-- start of Data to process --

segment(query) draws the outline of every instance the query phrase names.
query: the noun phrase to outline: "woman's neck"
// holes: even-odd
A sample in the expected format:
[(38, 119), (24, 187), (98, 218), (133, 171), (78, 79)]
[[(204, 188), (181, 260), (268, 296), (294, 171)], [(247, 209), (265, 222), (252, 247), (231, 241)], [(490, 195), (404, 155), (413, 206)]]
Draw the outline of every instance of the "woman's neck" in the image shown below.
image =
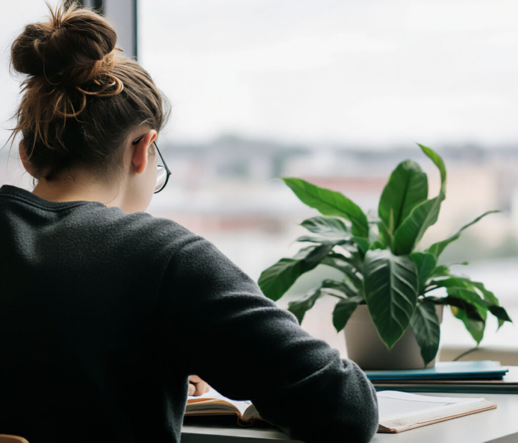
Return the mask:
[(75, 179), (56, 178), (50, 181), (41, 178), (32, 193), (51, 202), (99, 202), (108, 207), (120, 207), (122, 196), (118, 188), (117, 184), (110, 185), (77, 176)]

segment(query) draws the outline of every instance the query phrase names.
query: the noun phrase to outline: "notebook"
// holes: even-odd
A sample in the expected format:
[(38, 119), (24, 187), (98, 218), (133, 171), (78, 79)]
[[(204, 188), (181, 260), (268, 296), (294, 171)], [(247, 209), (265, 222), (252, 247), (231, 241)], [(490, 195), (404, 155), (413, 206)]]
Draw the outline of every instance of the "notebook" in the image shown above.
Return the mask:
[[(380, 433), (402, 432), (496, 407), (480, 397), (436, 397), (397, 391), (382, 391), (377, 395)], [(185, 416), (234, 416), (240, 426), (264, 423), (251, 402), (232, 400), (212, 388), (203, 395), (188, 397)]]

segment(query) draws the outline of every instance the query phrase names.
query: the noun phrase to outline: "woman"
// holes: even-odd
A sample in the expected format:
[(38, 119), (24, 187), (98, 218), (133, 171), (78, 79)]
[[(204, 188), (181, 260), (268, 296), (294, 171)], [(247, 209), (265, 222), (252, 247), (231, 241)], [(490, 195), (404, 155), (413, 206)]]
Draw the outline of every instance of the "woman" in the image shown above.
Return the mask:
[(209, 242), (144, 212), (168, 177), (165, 113), (116, 38), (61, 8), (11, 48), (26, 76), (13, 136), (37, 184), (0, 188), (0, 433), (179, 441), (197, 374), (191, 393), (203, 379), (251, 399), (294, 438), (369, 440), (377, 403), (359, 368)]

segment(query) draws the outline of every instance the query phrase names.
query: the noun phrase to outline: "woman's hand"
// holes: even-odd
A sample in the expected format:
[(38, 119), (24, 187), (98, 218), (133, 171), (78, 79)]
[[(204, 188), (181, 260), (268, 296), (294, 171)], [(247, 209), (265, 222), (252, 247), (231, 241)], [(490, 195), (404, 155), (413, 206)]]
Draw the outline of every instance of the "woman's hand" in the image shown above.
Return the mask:
[(204, 381), (197, 375), (189, 376), (189, 390), (188, 395), (201, 395), (205, 394), (209, 389), (210, 387), (207, 382)]

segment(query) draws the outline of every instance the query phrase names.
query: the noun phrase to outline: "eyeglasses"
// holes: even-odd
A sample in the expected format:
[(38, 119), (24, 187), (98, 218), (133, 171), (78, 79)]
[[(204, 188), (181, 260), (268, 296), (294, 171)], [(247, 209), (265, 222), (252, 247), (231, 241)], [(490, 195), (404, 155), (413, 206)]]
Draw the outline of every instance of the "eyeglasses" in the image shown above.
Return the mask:
[[(143, 135), (141, 135), (138, 138), (136, 138), (132, 142), (132, 145), (137, 145), (138, 142), (142, 140), (146, 136), (145, 134)], [(160, 192), (162, 191), (165, 185), (167, 184), (167, 180), (169, 180), (169, 176), (171, 175), (171, 172), (169, 170), (169, 168), (167, 167), (167, 165), (166, 164), (165, 160), (164, 160), (164, 158), (162, 156), (162, 154), (160, 153), (160, 151), (159, 150), (159, 147), (156, 146), (156, 144), (153, 140), (153, 144), (155, 145), (155, 148), (156, 149), (156, 152), (159, 153), (159, 155), (160, 156), (160, 160), (164, 164), (162, 165), (159, 165), (158, 170), (156, 172), (156, 184), (155, 185), (155, 191), (153, 193), (156, 194), (157, 192)]]

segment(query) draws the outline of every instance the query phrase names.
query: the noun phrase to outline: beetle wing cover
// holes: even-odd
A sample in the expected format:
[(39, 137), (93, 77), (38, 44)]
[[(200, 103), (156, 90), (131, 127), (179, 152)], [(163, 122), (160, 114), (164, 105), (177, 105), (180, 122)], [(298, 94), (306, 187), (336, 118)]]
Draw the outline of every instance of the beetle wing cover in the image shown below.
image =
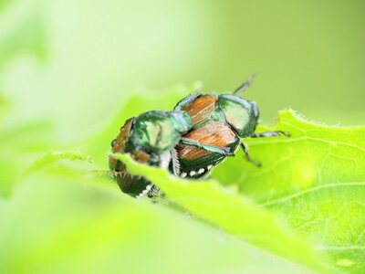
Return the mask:
[[(236, 150), (240, 142), (235, 132), (222, 121), (206, 123), (184, 135), (184, 138), (222, 149), (228, 147), (232, 153)], [(177, 150), (182, 174), (190, 175), (193, 172), (193, 175), (191, 177), (194, 178), (202, 177), (211, 169), (208, 169), (209, 166), (212, 167), (225, 158), (221, 153), (186, 144), (180, 144)], [(203, 173), (202, 169), (204, 170)]]
[(193, 124), (196, 125), (203, 121), (210, 119), (213, 111), (217, 106), (217, 98), (214, 95), (203, 95), (182, 106), (182, 111), (185, 111), (193, 119)]

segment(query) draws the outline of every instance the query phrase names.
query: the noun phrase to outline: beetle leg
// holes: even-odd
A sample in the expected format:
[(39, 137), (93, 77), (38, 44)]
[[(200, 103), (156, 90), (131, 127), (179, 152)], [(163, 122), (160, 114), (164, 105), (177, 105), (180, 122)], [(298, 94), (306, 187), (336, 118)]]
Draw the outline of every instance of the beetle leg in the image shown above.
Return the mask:
[(246, 79), (245, 82), (242, 83), (234, 92), (234, 95), (240, 95), (242, 92), (246, 90), (249, 87), (251, 87), (254, 79), (257, 76), (257, 73), (254, 73), (249, 79)]
[(260, 167), (261, 166), (261, 163), (256, 162), (256, 161), (251, 159), (251, 156), (248, 153), (248, 149), (245, 147), (245, 145), (243, 142), (241, 142), (241, 147), (244, 150), (244, 153), (245, 153), (245, 160), (247, 160), (248, 162), (250, 162), (251, 163), (253, 163), (256, 167)]
[(180, 162), (177, 155), (177, 151), (172, 149), (171, 151), (172, 172), (175, 176), (180, 175)]
[(204, 144), (204, 143), (202, 143), (202, 142), (191, 140), (191, 139), (187, 139), (187, 138), (182, 138), (180, 140), (180, 143), (197, 147), (200, 149), (206, 150), (208, 152), (220, 153), (220, 154), (223, 154), (225, 156), (234, 156), (235, 155), (233, 153), (230, 152), (229, 147), (220, 148), (220, 147), (214, 146), (214, 145)]
[(251, 138), (260, 138), (260, 137), (279, 137), (279, 136), (286, 136), (291, 137), (289, 132), (277, 131), (277, 132), (266, 132), (260, 133), (253, 133), (250, 135)]

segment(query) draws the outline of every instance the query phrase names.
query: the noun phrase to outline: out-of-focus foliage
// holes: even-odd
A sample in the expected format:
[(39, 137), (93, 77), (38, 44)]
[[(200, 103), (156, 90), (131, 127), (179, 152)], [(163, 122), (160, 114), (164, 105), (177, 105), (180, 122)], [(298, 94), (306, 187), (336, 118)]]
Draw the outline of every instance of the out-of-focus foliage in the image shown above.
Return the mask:
[[(297, 259), (303, 242), (309, 250), (320, 245), (333, 266), (362, 272), (361, 186), (353, 184), (361, 180), (362, 154), (339, 140), (362, 147), (358, 130), (349, 138), (334, 130), (339, 135), (321, 142), (313, 140), (324, 138), (316, 131), (290, 128), (300, 142), (249, 142), (261, 170), (239, 153), (216, 169), (221, 183), (253, 199), (235, 194), (232, 205), (239, 200), (277, 225), (273, 235), (287, 231), (294, 242), (268, 241), (287, 247), (260, 241), (270, 227), (248, 237), (247, 216), (237, 227), (217, 222), (203, 211), (209, 201), (175, 202), (235, 237), (133, 200), (91, 174), (107, 169), (110, 141), (127, 118), (172, 110), (196, 80), (208, 91), (233, 90), (261, 72), (246, 95), (259, 103), (265, 123), (289, 106), (318, 121), (363, 123), (364, 11), (360, 0), (0, 1), (0, 272), (316, 271), (310, 252)], [(190, 88), (161, 90), (181, 82)], [(68, 161), (89, 155), (92, 164)], [(173, 185), (171, 193), (182, 191), (182, 198), (197, 198), (204, 187), (212, 191), (206, 197), (216, 194), (206, 184)]]

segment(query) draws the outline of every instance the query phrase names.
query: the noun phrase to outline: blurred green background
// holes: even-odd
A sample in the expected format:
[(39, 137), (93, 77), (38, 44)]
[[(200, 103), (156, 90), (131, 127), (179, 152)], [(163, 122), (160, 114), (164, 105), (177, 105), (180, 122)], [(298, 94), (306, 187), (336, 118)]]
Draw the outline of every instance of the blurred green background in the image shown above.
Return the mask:
[[(0, 272), (291, 271), (114, 187), (89, 189), (61, 173), (16, 179), (44, 151), (103, 135), (135, 95), (168, 110), (167, 99), (193, 91), (196, 81), (229, 91), (254, 72), (260, 76), (245, 96), (258, 102), (265, 123), (292, 107), (313, 120), (361, 124), (364, 29), (361, 0), (0, 0)], [(188, 89), (169, 94), (176, 85)], [(44, 133), (48, 124), (52, 133)], [(111, 139), (99, 140), (96, 161), (106, 168)]]

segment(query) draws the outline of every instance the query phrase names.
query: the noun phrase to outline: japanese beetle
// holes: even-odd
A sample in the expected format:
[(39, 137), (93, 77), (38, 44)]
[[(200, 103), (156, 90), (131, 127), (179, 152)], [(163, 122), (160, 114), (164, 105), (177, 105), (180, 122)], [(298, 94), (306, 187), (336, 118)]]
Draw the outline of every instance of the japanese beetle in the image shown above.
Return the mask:
[[(130, 153), (140, 163), (168, 168), (178, 174), (179, 167), (174, 147), (182, 134), (192, 127), (193, 121), (185, 111), (153, 111), (128, 120), (120, 134), (111, 142), (111, 152)], [(141, 176), (126, 172), (120, 161), (110, 156), (109, 165), (122, 192), (141, 197), (155, 196), (159, 189)]]
[(256, 102), (239, 97), (252, 80), (244, 82), (233, 94), (197, 93), (178, 102), (174, 111), (186, 111), (193, 119), (193, 127), (176, 146), (181, 177), (204, 176), (226, 156), (233, 156), (238, 146), (247, 161), (259, 166), (251, 159), (244, 138), (290, 136), (284, 132), (255, 133), (258, 107)]

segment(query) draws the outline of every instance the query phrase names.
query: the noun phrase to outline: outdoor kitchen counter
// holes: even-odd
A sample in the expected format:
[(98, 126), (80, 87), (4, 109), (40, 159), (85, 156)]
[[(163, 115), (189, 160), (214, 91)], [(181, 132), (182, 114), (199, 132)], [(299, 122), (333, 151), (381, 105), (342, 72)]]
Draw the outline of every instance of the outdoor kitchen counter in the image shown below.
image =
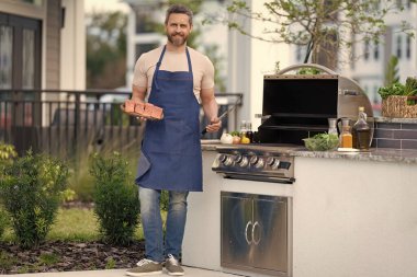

-- end of Data to process --

Please reproduce everything starting at the first of the rows above and ending at the line that contains "185), (77, 176)]", requests included, and offset each coordinate in the answers by adding 98 to it. Leave the coordinates in the requests and format samples as they are, and leave the pictures out.

◆ **Response**:
segment(query) draws the outline of every instance the query phrase names.
query: the noun phrase to outline: "woman's neck"
// holes: even-odd
A sample in the expected format:
[(38, 119), (24, 187), (98, 218), (133, 171), (78, 79)]
[[(204, 188), (181, 260), (268, 296), (294, 171)], [(247, 209), (265, 222), (252, 247), (231, 241)], [(490, 195), (404, 155), (413, 206)]]
Draw the outline of every instance of the "woman's neck" in the image shown below.
image =
Return the mask:
[(173, 277), (154, 276), (148, 279), (139, 276), (130, 291), (149, 300), (197, 300), (206, 305), (218, 305), (220, 294), (216, 286), (215, 282), (208, 283), (175, 274)]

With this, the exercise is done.